# ACTIVITY
Begin at the line with "Query: brick" and return each line through the final one of the listing below, exactly as written.

◆ ◆ ◆ ◆ ◆ ◆ ◆

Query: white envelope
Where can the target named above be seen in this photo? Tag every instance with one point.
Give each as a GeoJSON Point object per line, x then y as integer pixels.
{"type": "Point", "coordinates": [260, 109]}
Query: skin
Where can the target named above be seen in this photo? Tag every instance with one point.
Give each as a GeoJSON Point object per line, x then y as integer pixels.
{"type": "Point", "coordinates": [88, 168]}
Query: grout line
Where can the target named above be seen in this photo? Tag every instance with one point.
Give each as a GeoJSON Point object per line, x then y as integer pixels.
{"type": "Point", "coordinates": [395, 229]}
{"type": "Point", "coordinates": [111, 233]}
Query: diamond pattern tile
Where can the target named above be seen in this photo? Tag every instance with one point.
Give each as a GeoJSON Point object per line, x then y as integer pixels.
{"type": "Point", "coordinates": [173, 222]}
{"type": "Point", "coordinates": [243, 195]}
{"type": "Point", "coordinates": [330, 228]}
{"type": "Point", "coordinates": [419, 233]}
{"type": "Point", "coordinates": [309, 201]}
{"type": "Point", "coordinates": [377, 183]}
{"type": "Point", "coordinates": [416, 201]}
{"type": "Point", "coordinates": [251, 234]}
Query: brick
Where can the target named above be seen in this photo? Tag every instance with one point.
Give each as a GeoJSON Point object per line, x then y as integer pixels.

◆ ◆ ◆ ◆ ◆ ◆ ◆

# ANSWER
Query: brick
Where can the target named above be seen in this photo? Tag every instance with one point.
Give each as a GeoJSON Point object per line, x then y as integer pixels.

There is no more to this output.